Dataset entries
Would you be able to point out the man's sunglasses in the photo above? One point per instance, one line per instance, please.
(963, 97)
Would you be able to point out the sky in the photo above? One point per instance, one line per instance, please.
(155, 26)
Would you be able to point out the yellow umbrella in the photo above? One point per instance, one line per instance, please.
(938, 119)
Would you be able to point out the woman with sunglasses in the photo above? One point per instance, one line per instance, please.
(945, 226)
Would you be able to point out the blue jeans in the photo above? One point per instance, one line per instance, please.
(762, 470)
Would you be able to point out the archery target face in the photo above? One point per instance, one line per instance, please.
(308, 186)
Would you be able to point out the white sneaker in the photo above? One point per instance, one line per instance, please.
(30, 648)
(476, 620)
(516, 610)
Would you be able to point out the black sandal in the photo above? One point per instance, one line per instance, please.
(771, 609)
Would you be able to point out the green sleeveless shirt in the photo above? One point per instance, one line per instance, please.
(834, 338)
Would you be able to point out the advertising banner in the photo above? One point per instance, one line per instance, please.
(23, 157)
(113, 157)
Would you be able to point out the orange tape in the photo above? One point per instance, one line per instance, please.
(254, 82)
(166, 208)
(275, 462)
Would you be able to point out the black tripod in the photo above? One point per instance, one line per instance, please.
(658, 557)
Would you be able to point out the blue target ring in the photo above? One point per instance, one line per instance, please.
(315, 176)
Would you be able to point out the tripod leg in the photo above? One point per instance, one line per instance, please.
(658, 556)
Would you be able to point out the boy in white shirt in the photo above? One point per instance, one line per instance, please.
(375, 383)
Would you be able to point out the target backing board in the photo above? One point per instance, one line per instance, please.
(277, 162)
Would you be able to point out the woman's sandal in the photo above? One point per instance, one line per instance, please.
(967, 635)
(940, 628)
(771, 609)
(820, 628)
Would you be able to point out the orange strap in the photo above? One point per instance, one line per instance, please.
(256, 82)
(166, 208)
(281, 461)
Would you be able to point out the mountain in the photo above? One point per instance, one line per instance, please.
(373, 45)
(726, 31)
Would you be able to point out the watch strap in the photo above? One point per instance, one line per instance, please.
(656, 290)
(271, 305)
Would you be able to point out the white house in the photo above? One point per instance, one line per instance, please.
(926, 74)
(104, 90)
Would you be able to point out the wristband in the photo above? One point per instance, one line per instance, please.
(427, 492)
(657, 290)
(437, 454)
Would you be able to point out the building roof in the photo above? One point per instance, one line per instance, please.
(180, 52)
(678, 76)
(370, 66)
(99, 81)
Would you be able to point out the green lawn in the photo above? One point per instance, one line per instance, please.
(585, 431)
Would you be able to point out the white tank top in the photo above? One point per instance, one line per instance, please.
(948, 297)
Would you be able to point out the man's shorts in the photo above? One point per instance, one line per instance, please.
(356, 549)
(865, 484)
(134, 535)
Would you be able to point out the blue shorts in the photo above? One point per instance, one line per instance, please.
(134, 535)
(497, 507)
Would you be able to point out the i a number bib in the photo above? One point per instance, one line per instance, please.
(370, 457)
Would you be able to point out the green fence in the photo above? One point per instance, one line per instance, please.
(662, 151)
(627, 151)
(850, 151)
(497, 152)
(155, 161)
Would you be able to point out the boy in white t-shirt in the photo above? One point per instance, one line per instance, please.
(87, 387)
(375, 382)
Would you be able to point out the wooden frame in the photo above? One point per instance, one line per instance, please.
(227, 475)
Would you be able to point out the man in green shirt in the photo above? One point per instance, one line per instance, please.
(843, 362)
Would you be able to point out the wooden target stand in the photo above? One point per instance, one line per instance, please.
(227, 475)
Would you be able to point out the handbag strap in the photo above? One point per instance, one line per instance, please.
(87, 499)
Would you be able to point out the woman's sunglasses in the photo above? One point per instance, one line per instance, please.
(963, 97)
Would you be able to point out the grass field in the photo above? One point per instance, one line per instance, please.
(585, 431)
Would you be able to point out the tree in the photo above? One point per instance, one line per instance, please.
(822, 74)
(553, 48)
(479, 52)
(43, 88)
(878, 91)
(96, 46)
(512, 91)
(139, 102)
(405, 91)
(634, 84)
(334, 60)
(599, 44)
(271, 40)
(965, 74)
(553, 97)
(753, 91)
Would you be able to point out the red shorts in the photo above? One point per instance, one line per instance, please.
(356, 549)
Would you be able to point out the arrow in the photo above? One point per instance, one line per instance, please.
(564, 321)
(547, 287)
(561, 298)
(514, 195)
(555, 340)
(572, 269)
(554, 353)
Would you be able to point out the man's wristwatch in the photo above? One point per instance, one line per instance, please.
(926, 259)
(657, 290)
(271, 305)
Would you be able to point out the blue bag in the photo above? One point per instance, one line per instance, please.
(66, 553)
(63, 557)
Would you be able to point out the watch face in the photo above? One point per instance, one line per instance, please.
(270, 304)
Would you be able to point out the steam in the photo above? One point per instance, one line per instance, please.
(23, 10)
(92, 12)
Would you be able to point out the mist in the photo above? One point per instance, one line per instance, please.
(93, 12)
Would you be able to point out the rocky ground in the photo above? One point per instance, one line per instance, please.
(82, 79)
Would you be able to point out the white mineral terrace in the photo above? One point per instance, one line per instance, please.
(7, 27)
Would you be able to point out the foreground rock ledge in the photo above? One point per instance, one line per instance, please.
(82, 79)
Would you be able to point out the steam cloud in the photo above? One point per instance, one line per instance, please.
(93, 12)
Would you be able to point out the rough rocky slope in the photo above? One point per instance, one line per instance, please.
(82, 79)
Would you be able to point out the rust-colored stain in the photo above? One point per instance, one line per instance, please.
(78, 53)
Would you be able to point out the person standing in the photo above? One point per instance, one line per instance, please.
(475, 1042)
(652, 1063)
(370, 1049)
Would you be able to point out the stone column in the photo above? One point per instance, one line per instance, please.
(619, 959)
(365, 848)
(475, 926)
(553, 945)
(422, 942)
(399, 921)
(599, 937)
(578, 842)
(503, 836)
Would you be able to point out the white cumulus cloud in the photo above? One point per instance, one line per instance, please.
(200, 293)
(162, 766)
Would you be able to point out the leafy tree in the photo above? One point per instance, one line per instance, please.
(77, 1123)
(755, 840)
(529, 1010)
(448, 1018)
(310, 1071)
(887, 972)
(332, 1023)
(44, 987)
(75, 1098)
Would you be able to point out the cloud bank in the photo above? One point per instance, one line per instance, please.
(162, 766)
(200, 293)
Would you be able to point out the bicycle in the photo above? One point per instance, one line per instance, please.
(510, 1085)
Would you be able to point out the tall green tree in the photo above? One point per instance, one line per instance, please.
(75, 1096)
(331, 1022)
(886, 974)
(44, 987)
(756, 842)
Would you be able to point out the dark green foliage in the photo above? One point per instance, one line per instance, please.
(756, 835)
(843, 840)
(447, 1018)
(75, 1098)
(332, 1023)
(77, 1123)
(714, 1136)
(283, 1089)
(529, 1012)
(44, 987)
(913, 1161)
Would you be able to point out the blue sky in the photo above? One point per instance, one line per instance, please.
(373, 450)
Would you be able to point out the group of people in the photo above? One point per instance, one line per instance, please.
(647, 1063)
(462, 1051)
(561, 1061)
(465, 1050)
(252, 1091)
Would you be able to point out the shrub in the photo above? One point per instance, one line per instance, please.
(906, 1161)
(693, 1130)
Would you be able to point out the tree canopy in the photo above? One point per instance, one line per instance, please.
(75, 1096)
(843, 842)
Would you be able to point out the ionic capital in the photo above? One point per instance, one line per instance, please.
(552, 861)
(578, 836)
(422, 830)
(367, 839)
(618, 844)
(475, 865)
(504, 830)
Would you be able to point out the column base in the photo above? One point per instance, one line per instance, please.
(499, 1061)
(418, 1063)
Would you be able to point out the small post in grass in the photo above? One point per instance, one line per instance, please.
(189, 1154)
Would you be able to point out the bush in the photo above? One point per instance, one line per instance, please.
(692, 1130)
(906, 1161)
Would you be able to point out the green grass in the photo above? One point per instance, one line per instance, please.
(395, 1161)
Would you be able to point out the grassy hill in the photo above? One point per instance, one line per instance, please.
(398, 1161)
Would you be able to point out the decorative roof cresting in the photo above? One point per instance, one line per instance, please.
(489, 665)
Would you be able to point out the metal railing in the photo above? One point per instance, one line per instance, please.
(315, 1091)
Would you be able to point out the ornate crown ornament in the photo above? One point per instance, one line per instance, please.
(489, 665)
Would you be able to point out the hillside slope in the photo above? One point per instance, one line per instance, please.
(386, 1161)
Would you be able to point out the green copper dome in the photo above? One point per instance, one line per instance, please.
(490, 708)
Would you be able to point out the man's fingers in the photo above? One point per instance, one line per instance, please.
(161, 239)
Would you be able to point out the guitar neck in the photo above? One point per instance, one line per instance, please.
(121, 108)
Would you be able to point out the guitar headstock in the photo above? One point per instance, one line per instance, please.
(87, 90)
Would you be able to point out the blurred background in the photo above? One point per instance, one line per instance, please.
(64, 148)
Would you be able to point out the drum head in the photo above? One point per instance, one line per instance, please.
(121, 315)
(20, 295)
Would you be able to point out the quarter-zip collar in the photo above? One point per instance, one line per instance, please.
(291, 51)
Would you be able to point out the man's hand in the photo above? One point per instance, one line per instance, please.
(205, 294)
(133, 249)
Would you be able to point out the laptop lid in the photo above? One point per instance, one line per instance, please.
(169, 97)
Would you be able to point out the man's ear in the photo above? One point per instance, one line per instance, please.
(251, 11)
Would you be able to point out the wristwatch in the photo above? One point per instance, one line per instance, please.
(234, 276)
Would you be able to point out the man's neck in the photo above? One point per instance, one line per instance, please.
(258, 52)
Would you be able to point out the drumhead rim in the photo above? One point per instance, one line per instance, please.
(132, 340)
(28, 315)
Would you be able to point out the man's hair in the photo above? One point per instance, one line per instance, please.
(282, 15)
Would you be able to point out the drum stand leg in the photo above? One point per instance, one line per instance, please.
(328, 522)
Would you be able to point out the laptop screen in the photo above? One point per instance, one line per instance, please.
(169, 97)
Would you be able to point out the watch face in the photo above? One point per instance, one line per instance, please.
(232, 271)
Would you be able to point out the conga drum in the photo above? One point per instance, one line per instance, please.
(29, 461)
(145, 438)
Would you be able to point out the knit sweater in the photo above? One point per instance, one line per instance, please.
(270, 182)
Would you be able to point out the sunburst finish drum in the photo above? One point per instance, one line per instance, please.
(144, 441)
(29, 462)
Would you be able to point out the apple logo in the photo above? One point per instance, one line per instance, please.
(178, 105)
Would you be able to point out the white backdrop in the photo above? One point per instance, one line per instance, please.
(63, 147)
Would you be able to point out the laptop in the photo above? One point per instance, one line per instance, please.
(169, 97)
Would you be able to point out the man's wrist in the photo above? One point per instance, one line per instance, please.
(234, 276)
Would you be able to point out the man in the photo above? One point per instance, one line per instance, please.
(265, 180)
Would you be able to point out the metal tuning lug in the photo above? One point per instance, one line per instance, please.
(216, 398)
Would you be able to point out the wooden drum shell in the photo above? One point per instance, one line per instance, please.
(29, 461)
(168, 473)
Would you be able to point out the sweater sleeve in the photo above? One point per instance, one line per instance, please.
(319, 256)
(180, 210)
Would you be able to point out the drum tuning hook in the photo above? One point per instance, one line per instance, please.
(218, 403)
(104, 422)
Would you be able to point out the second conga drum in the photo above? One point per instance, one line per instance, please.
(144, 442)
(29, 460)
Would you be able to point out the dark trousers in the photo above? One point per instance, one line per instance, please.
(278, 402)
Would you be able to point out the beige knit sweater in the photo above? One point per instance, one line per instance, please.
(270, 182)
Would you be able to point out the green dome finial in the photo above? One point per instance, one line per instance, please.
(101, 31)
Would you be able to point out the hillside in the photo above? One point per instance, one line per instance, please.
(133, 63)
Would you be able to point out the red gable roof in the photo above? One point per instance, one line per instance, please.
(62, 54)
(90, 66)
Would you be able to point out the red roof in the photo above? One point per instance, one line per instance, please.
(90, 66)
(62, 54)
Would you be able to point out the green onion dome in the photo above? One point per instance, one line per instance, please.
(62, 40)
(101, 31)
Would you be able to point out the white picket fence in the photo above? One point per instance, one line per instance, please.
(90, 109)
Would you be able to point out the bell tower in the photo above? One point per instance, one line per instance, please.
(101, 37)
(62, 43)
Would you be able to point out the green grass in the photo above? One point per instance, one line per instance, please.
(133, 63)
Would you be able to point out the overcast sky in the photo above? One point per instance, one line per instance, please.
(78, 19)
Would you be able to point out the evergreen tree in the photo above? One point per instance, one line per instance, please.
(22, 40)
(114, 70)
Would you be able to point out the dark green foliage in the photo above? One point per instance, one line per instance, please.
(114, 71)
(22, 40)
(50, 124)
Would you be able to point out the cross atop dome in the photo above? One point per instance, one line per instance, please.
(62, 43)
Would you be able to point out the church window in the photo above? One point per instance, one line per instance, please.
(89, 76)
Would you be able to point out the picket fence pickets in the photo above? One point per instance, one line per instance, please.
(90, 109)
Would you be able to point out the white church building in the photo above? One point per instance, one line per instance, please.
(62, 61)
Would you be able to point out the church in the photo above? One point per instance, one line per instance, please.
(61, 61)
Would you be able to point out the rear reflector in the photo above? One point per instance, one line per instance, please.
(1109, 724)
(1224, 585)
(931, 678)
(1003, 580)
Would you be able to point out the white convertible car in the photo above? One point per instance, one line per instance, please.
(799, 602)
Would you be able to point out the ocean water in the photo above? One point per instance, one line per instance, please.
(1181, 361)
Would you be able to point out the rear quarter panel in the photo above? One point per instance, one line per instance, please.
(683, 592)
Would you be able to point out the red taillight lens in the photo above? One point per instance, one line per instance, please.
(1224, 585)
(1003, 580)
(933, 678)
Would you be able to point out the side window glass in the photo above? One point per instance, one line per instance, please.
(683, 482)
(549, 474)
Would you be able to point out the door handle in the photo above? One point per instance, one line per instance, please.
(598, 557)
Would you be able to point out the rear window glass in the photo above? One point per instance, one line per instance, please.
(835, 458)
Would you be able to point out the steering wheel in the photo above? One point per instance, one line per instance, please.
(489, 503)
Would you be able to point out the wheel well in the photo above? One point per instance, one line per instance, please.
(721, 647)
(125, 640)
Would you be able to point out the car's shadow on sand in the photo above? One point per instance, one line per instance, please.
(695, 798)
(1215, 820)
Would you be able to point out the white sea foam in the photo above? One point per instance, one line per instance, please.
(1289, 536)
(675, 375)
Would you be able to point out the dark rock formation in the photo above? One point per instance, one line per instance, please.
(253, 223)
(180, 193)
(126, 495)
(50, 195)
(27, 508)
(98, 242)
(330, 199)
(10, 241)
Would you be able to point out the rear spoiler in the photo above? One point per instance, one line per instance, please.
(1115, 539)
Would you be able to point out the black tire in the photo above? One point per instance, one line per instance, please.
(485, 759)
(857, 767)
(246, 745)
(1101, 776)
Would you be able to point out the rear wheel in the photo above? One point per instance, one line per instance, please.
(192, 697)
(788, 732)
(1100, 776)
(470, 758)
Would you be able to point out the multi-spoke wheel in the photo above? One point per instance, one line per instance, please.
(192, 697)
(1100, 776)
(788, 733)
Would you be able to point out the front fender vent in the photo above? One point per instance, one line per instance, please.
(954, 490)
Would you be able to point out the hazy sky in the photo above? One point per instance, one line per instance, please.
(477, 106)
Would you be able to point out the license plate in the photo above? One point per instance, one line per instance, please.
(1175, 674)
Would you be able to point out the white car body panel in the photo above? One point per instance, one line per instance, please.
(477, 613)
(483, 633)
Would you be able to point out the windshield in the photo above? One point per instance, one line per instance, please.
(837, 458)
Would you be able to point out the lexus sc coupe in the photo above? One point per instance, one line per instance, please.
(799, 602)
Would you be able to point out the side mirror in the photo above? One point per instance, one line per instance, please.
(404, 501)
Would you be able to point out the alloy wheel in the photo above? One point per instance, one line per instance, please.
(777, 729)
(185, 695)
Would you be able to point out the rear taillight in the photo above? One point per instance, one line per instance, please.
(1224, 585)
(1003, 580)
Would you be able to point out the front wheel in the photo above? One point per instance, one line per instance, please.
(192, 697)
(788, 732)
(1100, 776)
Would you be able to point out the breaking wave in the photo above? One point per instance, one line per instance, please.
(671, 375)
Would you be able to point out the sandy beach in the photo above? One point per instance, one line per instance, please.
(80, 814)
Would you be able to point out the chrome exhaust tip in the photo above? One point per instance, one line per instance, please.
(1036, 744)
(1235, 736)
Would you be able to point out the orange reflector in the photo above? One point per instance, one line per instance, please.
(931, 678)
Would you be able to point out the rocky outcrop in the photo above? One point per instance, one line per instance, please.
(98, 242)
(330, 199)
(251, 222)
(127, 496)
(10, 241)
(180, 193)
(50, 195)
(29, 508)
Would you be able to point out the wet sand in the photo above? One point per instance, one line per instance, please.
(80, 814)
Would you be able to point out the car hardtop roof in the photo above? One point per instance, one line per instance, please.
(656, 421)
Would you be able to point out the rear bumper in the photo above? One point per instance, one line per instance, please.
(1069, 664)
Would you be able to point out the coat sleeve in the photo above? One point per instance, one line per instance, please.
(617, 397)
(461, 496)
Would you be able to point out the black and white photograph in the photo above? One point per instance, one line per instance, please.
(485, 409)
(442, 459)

• **EXERCISE DESCRIPTION**
Locate the line that contains "Would you be able to point out the car hardtop", then please quote it and every line after it to the end of the entries above, exactly and with nothing else.

• **RESPONSE**
Would you be able to point out the car hardtop roof in the photo above? One point per instance, one line per instance, please.
(656, 421)
Would you be able to point out the rear bumper in the photo above? One point per instance, one line per instance, please.
(1069, 664)
Would you be able to point out the coat sleeve in the photo above? One point per instance, one line per instance, please.
(617, 397)
(461, 496)
Would you be able to point out the black and white photograph in the photo above? One point per instance, one line per instance, please.
(485, 409)
(442, 459)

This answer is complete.